Text extract.
:::::

Under the fair use doctrine of the U.S. copyright statute, it is permissible to use limited portions of a work including quotes, for purposes such as commentary, criticism, news reporting, and scholarly reports. There are no legal rules permitting the use of a specific number of words, a certain number of musical notes, or percentage of a work. Whether a particular use qualifies as fair use depends on all the circumstances. See FL 102, Fair Use, and Circular 21, Reproductions of Copyrighted Works by Educators and Librarians.
Furthermore, in 1985 the Supreme Court of the United States recognized in Harper & Row v. Nation Enterprises that the copying of only 300 words from an entire book constitutes copyright infringement. In Harper the Supreme Court also determined that the fair use defense did not save the copyist. So whether nay-sayers choose to believe it or not, there is no right to literally copy even a small amount of material.

:::::

What is asked. According to the fair use text, how many words copied from an entire book did the Supreme Court find to be copyright infringement? The entries that come next are separate material, unrelated to the fair use text.

:::::

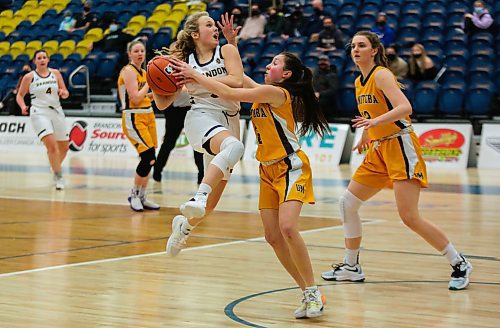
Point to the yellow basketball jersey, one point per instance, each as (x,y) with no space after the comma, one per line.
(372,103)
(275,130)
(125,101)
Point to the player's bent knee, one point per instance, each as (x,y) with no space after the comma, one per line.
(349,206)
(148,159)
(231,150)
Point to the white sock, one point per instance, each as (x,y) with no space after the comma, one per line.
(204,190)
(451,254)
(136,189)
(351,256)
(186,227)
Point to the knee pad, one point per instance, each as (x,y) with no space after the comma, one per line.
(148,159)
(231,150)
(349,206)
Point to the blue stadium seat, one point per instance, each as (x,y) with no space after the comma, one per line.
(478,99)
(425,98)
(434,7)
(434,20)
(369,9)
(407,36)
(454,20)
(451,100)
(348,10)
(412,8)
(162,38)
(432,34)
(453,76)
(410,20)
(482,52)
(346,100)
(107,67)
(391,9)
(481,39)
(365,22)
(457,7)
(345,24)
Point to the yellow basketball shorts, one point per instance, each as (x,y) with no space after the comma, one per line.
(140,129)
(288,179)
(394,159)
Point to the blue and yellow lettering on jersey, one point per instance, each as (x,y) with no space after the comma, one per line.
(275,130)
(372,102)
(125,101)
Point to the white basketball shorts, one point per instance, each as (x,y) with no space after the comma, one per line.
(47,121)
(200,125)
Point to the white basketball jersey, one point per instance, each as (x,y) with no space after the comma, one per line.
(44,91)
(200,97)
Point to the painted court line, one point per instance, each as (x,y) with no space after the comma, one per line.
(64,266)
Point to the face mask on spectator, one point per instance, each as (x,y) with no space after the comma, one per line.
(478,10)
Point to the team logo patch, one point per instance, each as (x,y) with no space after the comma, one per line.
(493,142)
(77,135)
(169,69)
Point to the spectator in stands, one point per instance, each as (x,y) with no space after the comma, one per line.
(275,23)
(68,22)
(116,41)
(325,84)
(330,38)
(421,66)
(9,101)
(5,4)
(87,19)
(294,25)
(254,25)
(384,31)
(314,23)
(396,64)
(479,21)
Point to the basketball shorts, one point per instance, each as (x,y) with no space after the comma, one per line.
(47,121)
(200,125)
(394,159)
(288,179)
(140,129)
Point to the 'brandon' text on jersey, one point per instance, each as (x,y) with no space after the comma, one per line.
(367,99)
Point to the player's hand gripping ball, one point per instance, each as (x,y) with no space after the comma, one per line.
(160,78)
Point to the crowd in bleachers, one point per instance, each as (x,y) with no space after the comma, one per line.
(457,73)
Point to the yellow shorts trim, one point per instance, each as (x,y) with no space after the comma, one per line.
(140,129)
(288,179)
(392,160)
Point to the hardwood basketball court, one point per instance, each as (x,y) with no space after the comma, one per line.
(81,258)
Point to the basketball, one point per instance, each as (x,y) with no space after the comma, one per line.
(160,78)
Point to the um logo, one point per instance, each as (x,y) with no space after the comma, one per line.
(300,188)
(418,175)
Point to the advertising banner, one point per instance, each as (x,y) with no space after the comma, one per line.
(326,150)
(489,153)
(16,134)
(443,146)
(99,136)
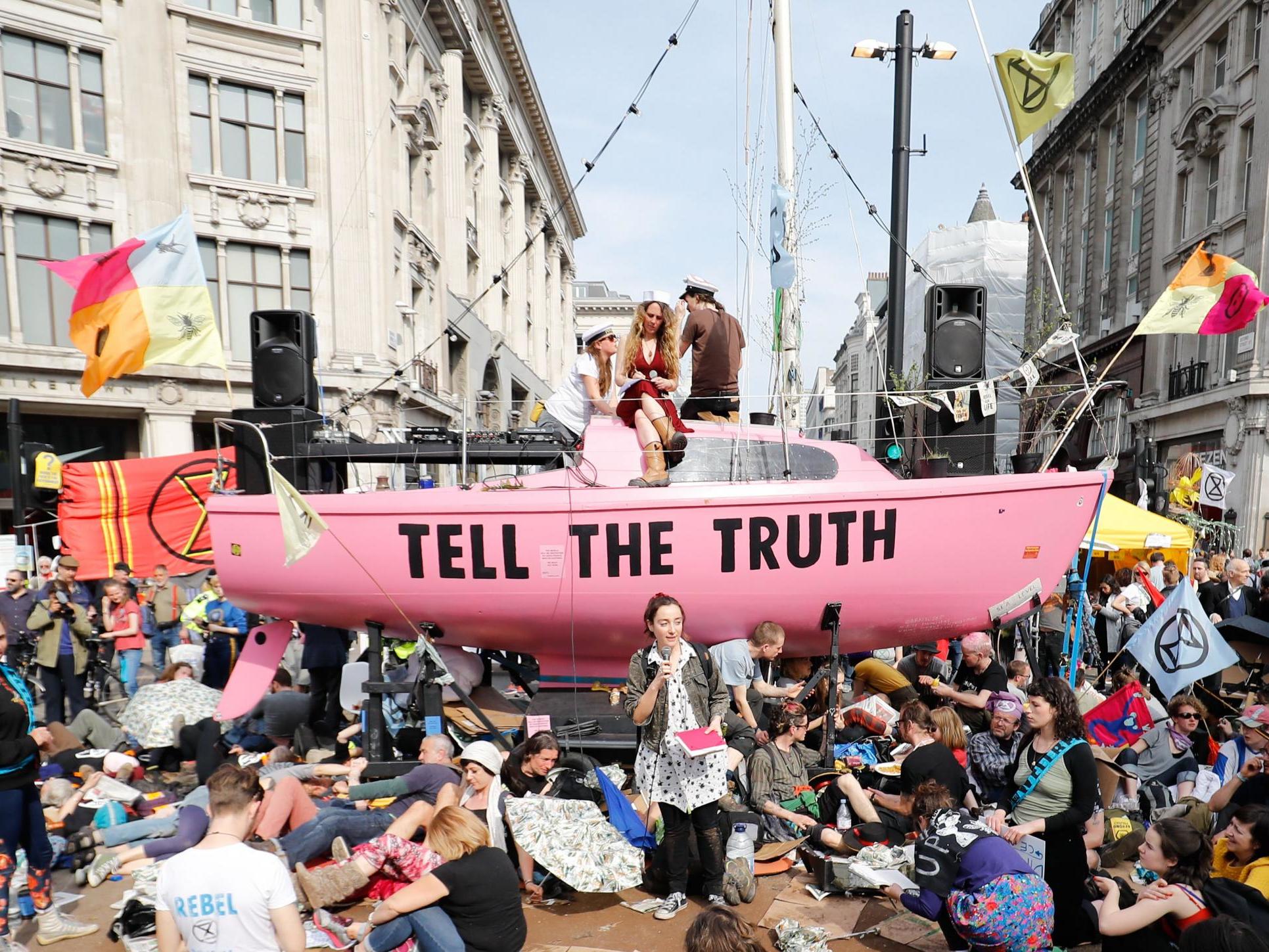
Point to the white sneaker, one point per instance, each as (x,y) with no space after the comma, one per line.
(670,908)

:::::

Solution. 300 words.